* About this task
Where in the data does the word "water" appear? Find those lines and copy them.

* Excerpted records
━━━━━━━━━━

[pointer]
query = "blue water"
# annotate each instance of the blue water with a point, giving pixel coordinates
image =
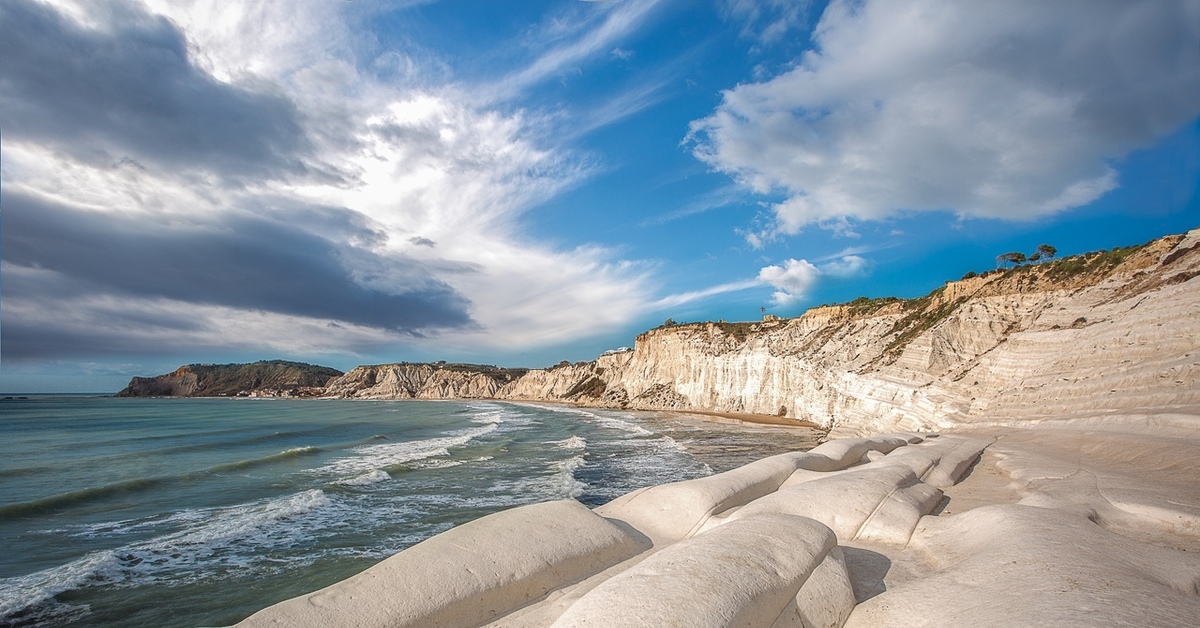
(199, 512)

━━━━━━━━━━

* Output
query = "blue water"
# annotate each instance of the blue water with a point, giving pixel coordinates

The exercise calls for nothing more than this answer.